*TASK TO CARRY OUT:*
Rewrite the material below as a numbered list, one line per item, with any blank lines omitted.

■ ■ ■ ■ ■

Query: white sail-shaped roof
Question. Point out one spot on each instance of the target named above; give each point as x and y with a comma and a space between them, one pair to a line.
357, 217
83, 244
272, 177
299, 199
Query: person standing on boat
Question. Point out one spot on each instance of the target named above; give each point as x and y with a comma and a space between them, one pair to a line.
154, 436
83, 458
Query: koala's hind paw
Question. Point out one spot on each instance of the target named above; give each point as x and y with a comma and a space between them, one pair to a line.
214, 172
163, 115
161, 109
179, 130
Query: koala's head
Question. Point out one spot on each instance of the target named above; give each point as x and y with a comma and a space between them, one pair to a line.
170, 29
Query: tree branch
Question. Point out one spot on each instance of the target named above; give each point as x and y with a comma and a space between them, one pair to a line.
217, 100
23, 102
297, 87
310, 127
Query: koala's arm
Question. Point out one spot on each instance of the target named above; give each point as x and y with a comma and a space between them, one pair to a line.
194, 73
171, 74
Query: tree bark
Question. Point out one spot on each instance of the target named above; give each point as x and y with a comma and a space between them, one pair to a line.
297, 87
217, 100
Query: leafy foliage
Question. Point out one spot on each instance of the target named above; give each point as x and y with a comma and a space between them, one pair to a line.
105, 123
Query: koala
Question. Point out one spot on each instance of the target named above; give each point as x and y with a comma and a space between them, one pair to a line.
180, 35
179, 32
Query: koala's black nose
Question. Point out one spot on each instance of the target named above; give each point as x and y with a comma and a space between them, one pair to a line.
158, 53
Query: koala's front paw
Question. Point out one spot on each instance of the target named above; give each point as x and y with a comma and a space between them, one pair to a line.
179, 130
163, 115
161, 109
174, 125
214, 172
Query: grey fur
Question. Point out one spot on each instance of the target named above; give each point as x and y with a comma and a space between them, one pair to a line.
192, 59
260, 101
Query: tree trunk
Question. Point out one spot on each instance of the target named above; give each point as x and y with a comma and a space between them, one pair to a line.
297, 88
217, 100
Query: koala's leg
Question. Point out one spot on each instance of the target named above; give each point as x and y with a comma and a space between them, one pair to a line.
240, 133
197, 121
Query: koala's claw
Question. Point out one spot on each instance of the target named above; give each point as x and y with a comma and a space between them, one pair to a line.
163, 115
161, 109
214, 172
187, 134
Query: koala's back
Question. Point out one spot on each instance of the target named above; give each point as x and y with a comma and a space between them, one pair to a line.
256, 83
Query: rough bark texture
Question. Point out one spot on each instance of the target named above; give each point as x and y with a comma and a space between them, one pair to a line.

■ ■ ■ ■ ■

*ANSWER TO THIS EXERCISE:*
1. Query: white sail-shaped roof
2. Question. Point out one spot on each instance of the target named above; give each point as x and y with a comma and a space between them, one pair to a line.
3. 357, 217
4. 83, 244
5. 272, 177
6. 299, 199
7. Query: person standing on boat
8. Question. Point out one spot on each instance of the target named above; give each point as x and y with a comma and a space between them, one pair to a line.
9. 154, 436
10. 83, 458
11. Query: koala's hind paw
12. Question. Point out one spot on each instance of the target named above; give each point as x and y with a comma and a space between them, one pair to a line.
13. 214, 172
14. 163, 115
15. 161, 109
16. 179, 130
17. Query: koala's head
18. Question. Point out one spot on each instance of the target named above; give each point as x and y with a comma and a space between them, one pair to a line.
19. 170, 29
20. Query: tree branch
21. Question. Point out one spot on each instance of the target named above; give each point as x and y with a comma and a space between them, one pair to a line.
22. 217, 100
23. 23, 102
24. 297, 87
25. 310, 127
26. Query: koala's arm
27. Question. Point out one spot on each instance of the target named above; give each point as x and y with a comma and a space between them, one pair to a line.
28. 194, 73
29. 171, 74
30. Query: tree bark
31. Question. Point out one spot on each instance of the target named above; give each point as x and y with a comma and a space between them, one pair to a line.
32. 297, 87
33. 217, 100
34. Query: leafy foliage
35. Question. Point out one spot on each instance of the target named above; give each point as x and y with a comma and a space between them, one pair to a line.
36. 105, 123
37. Query: koala
38. Question. Point out one spot on each instance of the target named above; give each point as x and y with a comma and a space between them, one pair to a line.
39. 180, 35
40. 179, 32
41. Query: koala's black nose
42. Question. Point out one spot on each instance of the target named above; give each point as x and y with a comma and a space between them, one pair to a line.
43. 158, 53
44. Query: koala's front paw
45. Question. Point out one spot on each instance of the target named above; give each point as x and y with a comma and a space between them, one pair to a line.
46. 179, 130
47. 163, 115
48. 161, 109
49. 174, 125
50. 214, 172
51. Query: grey fur
52. Question. Point out one spot on each instance of the target named above; give each point as x and y with a comma and a space between them, one pair to a line.
53. 192, 59
54. 260, 101
55. Query: tree trunk
56. Question. Point out one spot on each instance of the target named above; give each point as x and y with a comma and a space between them, one pair to a line.
57. 297, 88
58. 217, 100
59. Query: koala's leg
60. Question. Point out one spot on each instance of the target named above; give each point as x and y with a comma and a space between them, one pair to a line.
61. 240, 133
62. 197, 121
63. Query: koala's claw
64. Question. Point out one spot on each instance of the target named above; give each point as x and y with a comma and a space between them, one pair to a line.
65. 163, 115
66. 161, 109
67. 214, 172
68. 187, 134
69. Query: koala's back
70. Question. Point out one spot on each instance of the target named above; give each point as x and y with a comma and a space between them, one pair to a line.
71. 256, 83
72. Query: rough bark texture
73. Question. Point out one spot on each instance of the target named above; give each point as x and y with a comma and a space between them, one pair to a line.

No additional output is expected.